(Stored dataset items)
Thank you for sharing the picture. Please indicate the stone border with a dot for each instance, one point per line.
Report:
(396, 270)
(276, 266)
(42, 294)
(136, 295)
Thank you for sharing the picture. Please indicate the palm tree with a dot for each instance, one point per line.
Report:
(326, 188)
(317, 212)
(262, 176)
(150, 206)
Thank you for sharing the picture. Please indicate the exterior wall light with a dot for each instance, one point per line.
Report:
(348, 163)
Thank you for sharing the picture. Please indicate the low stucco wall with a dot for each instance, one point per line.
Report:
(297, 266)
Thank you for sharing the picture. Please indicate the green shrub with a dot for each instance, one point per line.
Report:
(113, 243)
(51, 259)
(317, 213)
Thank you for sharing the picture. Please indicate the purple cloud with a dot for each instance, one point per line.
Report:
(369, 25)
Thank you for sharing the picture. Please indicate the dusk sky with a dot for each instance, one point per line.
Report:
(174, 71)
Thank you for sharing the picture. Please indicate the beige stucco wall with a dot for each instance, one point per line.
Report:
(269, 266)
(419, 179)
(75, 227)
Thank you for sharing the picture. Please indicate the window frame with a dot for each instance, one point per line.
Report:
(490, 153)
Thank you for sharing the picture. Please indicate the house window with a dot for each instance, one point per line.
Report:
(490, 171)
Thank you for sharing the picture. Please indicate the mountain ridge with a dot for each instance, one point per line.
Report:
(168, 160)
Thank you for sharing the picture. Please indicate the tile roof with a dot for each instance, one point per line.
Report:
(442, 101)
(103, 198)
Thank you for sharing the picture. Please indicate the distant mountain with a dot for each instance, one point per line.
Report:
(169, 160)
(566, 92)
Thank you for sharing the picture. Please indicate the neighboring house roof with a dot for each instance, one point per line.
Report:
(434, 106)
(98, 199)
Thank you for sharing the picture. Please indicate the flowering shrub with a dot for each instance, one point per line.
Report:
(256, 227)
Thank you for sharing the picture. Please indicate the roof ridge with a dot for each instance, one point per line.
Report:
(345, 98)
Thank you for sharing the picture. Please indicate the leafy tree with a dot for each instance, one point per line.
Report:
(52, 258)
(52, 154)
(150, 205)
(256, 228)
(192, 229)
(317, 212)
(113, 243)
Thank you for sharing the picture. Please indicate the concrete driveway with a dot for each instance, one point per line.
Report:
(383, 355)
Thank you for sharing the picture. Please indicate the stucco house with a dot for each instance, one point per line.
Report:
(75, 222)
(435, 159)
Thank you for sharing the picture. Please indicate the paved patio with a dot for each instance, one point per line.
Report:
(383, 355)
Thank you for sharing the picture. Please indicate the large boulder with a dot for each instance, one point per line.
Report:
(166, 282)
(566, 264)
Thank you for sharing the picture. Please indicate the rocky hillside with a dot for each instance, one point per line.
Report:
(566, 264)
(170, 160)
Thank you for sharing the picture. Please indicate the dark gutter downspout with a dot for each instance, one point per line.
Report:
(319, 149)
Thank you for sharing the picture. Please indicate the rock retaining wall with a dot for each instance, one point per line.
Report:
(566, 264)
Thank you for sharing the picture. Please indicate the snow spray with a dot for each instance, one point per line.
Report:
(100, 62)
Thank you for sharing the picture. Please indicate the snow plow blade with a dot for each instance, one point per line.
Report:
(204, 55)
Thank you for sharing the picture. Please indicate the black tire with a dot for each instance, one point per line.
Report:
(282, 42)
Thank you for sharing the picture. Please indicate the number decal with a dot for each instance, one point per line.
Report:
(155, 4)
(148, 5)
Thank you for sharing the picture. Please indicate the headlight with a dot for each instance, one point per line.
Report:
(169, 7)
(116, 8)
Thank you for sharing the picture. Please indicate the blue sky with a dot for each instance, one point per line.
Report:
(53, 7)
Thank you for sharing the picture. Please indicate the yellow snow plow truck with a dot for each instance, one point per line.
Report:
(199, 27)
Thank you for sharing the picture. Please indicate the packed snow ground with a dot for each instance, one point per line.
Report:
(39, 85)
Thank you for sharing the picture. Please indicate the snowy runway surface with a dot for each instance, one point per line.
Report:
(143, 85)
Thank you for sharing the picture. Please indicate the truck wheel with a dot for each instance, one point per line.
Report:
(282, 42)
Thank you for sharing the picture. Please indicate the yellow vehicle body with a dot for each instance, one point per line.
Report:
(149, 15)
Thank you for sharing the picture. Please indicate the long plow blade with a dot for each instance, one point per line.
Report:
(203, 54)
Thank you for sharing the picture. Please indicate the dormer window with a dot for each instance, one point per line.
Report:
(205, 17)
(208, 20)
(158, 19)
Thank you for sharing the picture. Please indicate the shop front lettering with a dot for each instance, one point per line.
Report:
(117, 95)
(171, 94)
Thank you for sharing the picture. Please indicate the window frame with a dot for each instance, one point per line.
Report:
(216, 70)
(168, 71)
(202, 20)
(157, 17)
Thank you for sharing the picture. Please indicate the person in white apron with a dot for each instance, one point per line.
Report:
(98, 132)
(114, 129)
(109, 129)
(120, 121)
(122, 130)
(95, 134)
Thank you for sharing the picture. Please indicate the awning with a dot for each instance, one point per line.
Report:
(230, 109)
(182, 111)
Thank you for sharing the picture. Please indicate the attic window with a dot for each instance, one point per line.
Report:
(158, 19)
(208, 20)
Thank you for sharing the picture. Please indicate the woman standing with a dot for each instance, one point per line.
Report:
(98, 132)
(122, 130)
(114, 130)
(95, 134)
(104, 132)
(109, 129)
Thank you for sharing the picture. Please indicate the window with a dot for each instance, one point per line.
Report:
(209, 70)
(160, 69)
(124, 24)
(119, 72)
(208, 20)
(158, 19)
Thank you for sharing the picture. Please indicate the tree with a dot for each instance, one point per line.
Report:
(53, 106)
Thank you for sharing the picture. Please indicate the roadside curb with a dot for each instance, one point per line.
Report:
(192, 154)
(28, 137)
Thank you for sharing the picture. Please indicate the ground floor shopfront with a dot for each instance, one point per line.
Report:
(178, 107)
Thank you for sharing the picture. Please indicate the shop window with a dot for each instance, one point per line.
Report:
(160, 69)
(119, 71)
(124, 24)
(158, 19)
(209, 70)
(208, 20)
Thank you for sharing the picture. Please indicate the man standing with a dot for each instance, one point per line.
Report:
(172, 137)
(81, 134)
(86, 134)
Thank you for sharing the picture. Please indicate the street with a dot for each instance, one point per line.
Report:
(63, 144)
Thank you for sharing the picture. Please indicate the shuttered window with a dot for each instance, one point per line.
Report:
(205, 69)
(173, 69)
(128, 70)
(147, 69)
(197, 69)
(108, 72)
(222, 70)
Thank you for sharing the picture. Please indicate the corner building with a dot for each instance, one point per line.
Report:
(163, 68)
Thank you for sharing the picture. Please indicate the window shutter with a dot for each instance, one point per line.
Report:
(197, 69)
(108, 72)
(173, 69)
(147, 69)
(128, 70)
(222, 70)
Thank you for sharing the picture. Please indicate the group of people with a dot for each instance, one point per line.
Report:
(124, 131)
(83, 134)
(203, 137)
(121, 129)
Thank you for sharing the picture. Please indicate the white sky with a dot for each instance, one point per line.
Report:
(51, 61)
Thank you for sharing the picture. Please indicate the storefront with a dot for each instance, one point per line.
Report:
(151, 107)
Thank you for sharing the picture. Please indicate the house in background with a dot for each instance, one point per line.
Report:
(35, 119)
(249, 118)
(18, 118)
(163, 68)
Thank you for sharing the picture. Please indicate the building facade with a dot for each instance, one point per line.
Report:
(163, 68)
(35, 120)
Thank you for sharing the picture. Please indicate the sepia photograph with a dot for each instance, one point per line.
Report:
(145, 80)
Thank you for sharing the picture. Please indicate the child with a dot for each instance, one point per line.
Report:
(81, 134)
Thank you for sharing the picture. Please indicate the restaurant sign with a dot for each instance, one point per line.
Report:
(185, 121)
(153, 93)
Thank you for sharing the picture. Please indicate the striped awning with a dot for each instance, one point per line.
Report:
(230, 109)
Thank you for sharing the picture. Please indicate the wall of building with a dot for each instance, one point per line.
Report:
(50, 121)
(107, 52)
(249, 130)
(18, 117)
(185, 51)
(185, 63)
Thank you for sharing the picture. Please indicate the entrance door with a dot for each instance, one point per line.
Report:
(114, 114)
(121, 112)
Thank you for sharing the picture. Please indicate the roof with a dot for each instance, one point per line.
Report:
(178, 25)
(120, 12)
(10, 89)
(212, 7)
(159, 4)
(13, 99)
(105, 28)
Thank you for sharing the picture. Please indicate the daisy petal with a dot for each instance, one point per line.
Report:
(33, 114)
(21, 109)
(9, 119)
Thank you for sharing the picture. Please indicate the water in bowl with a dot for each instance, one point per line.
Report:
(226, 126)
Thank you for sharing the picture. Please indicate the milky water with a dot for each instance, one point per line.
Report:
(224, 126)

Activity:
Search the records for the word "water", then list every line that has it.

Output of the task:
Thank you for sharing the picture. Please indicate the water in bowl with a dot for each instance, one point per line.
Thank you for sharing the picture. Please indicate the milky water with a dot for each instance, one point per line.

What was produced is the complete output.